**EXCERPT PROVIDED**
Student Art Comes to the Forefront of Climate Activism

Amalia Tuchmann ’23 Lead Arts Editor Sarvin Bhagwager ’24 Assistant Arts Editor
In honor of Earth Week 2022 (April 18-22), The Razor discussed the role of art in the climate crisis with youth from the Hopkins community and beyond.
Patricia Joseph, a senior at ESUMS and a volunteer with New Haven Climate Movement, summed up the passion that the students we talked to felt towards climate action: “As youth, I think that we should be [at] the forefront of climate action, because in the end, the cascading impacts of climate change will affect us the most.” 
 
Many students emphasized the way in which art is effective as an alternative communication tool for data and statistics surrounding climate change. Rik Munshi ’24 said, “Art is important in raising awareness about the climate crisis because people differ in the way they process information.” Megan Davis ’23, an intern with CHEP (Climate Health Education Project) added, “It’s really true that a picture is worth a thousand words; sometimes, art can resonate with people more than a speech or a paragraph, so activists can use drawings or graphics to tap into the emotions of their target audience.”
 
Art can help climate change seem more immediate. Davis said, “Even though climate change is a cause I’m very passionate about, sometimes I still have trouble connecting [with] what is happening in other parts of the world due to climate change when I don’t see the immediate effects in my day-to-day life. However, seeing photographs or drawings of how warming temperatures are harming different populations can serve as a wake-up call when words aren’t really resonating.” Joy Xu ’23, a co-head of the Hopkins’ Sustainability Committee, recalled a photograph she saw many years ago, but stuck with her ever since because of the emotions she felt seeing it. “The picture is of a lonely polar bear, stuck on a chunk of ice barely big enough to hold its weight, surrounded by an endless expanse of the cold, arctic sea. All of a sudden I felt like I understood the pain that we are putting the animals of the world through, from this polar bear to the coral reefs to hundreds of species going extinct.” Joseph added, “I think art provides a more humanized, tangible lens through which to view the crisis.”
 
Art also has the power to bring communities together and is an accessible way for people to advocate for climate action. Avgar Shohamy said, “You see people at community events, people making art together, and finding strength in each other and that activity. It’s also something that anyone can participate in, and that accessibility factor is really important.” Joseph discussed this connection in her experience on the street banner committee during her internship in summer 2021 with New Haven Climate Movement. During this internship, she was able to reuse old street banners, which would otherwise have been thrown away, and paint them with other volunteers at community events like farmer’s markets and
students at local schools. On the banners, she shared the message “Climate Solutions = Healthy Neighborhoods” and imagery of ways in which that goal could be achieved: “That was definitely one of the most impactful events that showed me how art can effectively be integrated into activism, because we got to see those banners out on the streets and see those messages resonate with people, as well as the fact that we all collectively worked together on it -- volunteers, strangers at farmers markets, and my classmates.”

**GIVEN DATA**
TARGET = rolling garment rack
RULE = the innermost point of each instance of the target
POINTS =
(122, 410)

**AIM**
Write out the article on student art and climate activism again from "Student Art Comes" to "community and beyond.", switching "The Razor" to "the school paper".

**WORKED SOLUTION**
Student Art Comes to the Forefront of Climate Activism

Amalia Tuchmann ’23 Lead Arts Editor Sarvin Bhagwager ’24 Assistant Arts Editor
In honor of Earth Week 2022 (April 18-22), the school paper discussed the role of art in the climate crisis with youth from the Hopkins community and beyond.